═════ Material

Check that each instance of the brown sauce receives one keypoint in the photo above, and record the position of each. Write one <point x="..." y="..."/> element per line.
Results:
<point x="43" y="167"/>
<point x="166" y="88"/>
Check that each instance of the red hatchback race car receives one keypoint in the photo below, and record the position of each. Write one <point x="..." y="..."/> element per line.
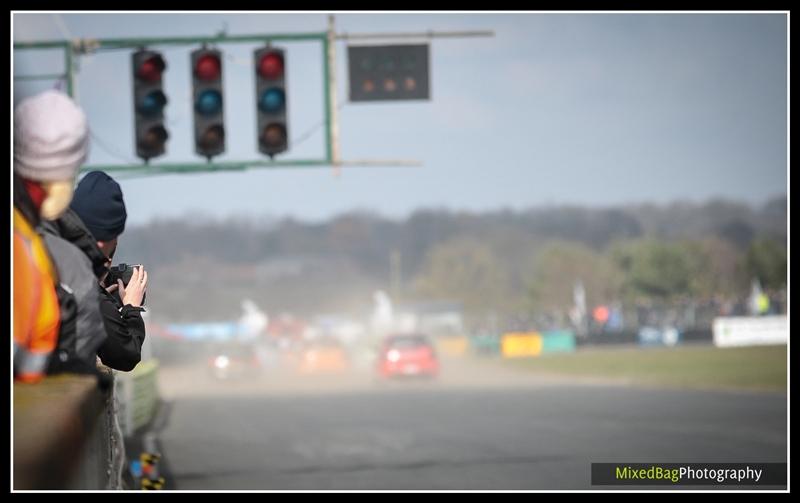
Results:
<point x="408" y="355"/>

══════════
═════ Material

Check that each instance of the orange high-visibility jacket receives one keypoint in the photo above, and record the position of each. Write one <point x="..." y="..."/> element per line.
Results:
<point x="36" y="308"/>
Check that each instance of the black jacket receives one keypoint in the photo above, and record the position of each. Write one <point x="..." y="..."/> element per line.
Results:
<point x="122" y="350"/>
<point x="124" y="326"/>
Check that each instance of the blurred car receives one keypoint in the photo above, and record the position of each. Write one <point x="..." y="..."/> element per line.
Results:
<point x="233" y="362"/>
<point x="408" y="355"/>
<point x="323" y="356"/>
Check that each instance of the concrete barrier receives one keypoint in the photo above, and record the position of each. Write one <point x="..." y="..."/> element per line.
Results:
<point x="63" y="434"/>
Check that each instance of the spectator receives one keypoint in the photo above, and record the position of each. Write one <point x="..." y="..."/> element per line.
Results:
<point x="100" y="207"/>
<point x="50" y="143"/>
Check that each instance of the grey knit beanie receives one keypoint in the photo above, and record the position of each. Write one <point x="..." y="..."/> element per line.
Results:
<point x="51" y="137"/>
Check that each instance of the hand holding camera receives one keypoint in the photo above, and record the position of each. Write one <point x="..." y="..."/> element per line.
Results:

══════════

- _Requirement_
Pick out every line of the entries above that contains the word "jacket" and copy each one in full. Match the word with case counting.

- _Task response_
Check that each instance of the orange high-visibility jacket receives one keypoint in the photo above, and record the position of each. Write one <point x="..." y="..."/> element per line.
Check that each instance of the black jacket receives one keypoint in the photo above, and record the position of each. Write one <point x="..." y="..."/> element per line.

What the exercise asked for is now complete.